* **Текст для чтения**:

Бабушка и сама немного зарабатывала уроками английского и французского языков. Но: «...с уроками трудно. Надо изучать фонетический метод преподавания, а в мои годы смешно браться за новое дело. Я не императрица Елизавета Австрийская, чтобы на седьмом десятке учить греческий язык!»)

«Только что вернулась от обедни у Преображенья, молилась за вас всех... Дима очень устает, надо рано выбираться на службу, а кроме службы еще лекции в Горном институте. Слушателями своими Дима доволен, следят за объяснениями, задают умные вопросы... Эти три недели провела тихо. Катя ходит в школу, Бубка гуляет. Раз в пять дней отец с дочкой празднуют день отдыха какой-нибудь прогулкой... Забавная история с часами. Часть города перешла на солнечные, другая осталась при фиктивном часе вперед. У Димы на заводе перевели на час назад, а у Катюши в школе сохранили прежнее время. Городские уличные часы не переведены, а по военному округу отдан приказ о перемене» (1930 год).

«Если мы и не роскошествуем, то и не голодаем. Алина ухитрилась сделать квас, у нас постоянно окрошка, супы из овощей, гречневая каша. Всюду засыпаем укроп, зеленый лук, иногда бывают редис и огурцы. Я себя чувствую неплохо. Вижу, конечно, хуже, но все-таки это еще Божье чудо, что я могу читать, писать, и если не предъявлять слишком больших требований, то и передвигаться по улице без очков. Я только не вижу лиц и теряюсь, когда в темноте мелькают огни...» (1930 год).

«Дачу сняли в Сестрорецке, она хорошо расположена, почти круглый день под лучами солнца, а за оградой есть тропочка к речке по лугу, напоминающая мне займище в Репьевке... Сегодня туда собираюсь, день чудный, мягко, тепло. Там меня будет встречать вся маленькая орава, будут толкаться и ссориться, кому держать мою руку, и Верочка будет в обиде, потому что Катя предъявит приорность своих прав. Они забавны и своенравны. Надо будет, пока я жива, научить их иностранным языкам...» (1930 год).

«Вчера декабрьским днем прибыл из отпуска Дима, загорелый, здоровый. В Сухуме можно было лежать на солнышке, загорать, любоваться морем. Кормили хорошо, по четыре рубля за обед. Катюн встречала с матерью на вокзале. Бубка затормошился дома в ожидании, влезал на подоконник, смотрел, где его папа, папуля... Большой восторг вызвали мандарины...» (1930 год).

* **Задание 1**: Объясните по тексту для чтения, почему Верочка, по словам автора письма, будет в обиде на даче в Сестрорецке.

* **Исходные данные**:
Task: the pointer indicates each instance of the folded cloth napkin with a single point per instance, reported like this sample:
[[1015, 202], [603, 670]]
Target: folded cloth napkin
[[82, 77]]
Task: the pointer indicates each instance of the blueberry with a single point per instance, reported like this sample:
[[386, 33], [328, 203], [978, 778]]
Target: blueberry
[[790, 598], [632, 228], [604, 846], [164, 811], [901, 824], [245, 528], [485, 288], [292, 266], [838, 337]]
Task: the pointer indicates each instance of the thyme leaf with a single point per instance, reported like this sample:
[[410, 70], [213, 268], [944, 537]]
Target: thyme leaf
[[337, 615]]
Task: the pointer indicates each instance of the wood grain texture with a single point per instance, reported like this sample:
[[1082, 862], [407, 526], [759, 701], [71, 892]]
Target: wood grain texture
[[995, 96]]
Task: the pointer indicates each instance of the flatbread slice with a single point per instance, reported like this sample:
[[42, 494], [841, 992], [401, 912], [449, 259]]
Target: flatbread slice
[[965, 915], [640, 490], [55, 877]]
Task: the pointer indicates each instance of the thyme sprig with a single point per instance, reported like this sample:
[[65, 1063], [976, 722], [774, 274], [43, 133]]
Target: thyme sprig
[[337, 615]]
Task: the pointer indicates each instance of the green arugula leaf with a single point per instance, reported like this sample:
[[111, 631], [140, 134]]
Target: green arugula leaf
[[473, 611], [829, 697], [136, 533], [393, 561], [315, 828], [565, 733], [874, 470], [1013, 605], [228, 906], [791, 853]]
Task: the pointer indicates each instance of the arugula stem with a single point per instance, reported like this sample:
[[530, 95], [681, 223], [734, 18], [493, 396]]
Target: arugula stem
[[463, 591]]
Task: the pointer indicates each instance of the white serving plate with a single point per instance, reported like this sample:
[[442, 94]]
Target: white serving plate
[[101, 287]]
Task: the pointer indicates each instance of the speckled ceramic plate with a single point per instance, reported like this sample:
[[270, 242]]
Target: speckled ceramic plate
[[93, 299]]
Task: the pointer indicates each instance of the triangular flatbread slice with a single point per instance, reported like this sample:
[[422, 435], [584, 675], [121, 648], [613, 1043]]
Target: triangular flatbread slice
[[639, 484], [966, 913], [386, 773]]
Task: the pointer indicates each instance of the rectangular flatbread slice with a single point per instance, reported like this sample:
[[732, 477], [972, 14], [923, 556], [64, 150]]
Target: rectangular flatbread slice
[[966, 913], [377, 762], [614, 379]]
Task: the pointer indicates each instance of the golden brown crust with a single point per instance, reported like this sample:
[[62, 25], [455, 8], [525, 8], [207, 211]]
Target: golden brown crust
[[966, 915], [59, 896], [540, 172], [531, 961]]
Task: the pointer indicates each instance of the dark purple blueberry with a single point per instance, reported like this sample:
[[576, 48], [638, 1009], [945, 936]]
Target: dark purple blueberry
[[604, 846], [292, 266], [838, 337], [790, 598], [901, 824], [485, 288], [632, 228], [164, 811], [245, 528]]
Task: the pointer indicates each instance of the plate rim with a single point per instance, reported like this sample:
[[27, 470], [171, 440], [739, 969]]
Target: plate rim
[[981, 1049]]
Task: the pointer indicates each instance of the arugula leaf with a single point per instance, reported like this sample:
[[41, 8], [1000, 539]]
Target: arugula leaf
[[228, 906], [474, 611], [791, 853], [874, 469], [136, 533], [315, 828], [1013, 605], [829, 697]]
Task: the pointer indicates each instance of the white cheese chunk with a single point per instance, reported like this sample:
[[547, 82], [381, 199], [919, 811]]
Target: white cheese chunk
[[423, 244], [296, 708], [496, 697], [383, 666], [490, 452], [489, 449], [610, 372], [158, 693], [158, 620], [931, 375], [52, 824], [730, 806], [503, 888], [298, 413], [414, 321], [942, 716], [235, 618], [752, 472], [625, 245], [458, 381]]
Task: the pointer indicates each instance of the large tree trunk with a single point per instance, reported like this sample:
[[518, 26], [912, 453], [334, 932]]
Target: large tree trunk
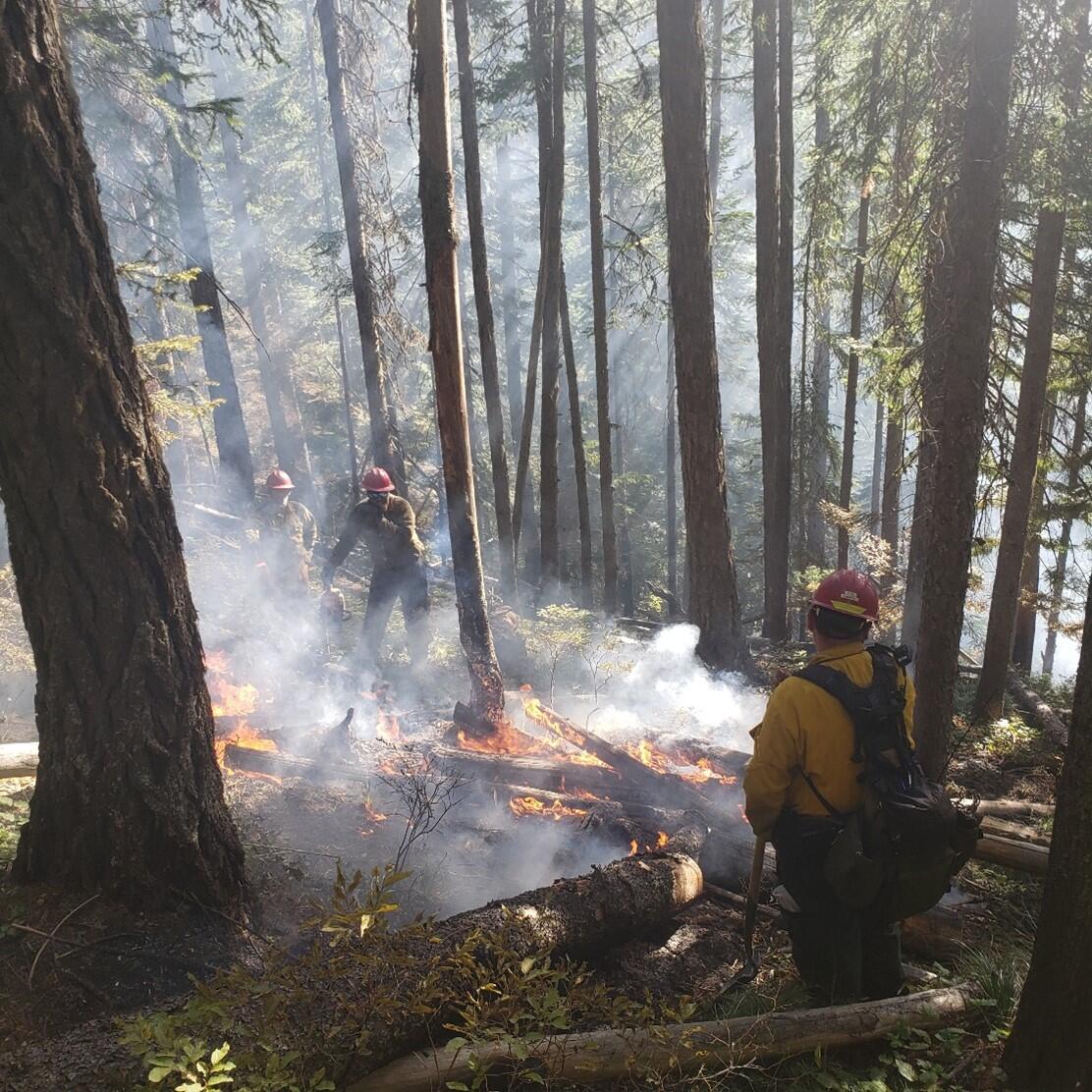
[[715, 109], [774, 371], [819, 454], [386, 448], [856, 311], [483, 300], [1017, 551], [1076, 445], [273, 367], [328, 224], [578, 458], [600, 312], [714, 603], [975, 218], [129, 797], [446, 344], [1050, 1046], [232, 441]]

* **Задание 2**: Превратите строки перечня в нумерованный список без пустых строк. Начните с самой первой строки перечня и закончите строкой, где есть "[[965, 915], [640, 490], [55, 877]]".

* **Ответ 1**: Дети будут толкаться и ссориться, кому держать руку автора письма. Верочка обидится, потому что Катя предъявит приорность своих прав.

* **Ответ 2**:
1. Task: the pointer indicates each instance of the folded cloth napkin with a single point per instance, reported like this sample:
2. [[1015, 202], [603, 670]]
3. Target: folded cloth napkin
4. [[82, 77]]
5. Task: the pointer indicates each instance of the blueberry with a single point per instance, reported like this sample:
6. [[386, 33], [328, 203], [978, 778]]
7. Target: blueberry
8. [[790, 598], [632, 228], [604, 846], [164, 811], [901, 824], [245, 528], [485, 288], [292, 266], [838, 337]]
9. Task: the pointer indicates each instance of the thyme leaf with a single point per instance, reported like this sample:
10. [[410, 70], [213, 268], [944, 537]]
11. Target: thyme leaf
12. [[337, 615]]
13. Task: the pointer indicates each instance of the wood grain texture with a single point per instance, reported like this sample:
14. [[1082, 862], [407, 526], [759, 701], [71, 892]]
15. Target: wood grain texture
16. [[995, 96]]
17. Task: the pointer indicates each instance of the flatbread slice with a single point per instance, reported like this sample:
18. [[42, 494], [841, 992], [401, 912], [449, 259]]
19. Target: flatbread slice
20. [[965, 915], [640, 490], [55, 877]]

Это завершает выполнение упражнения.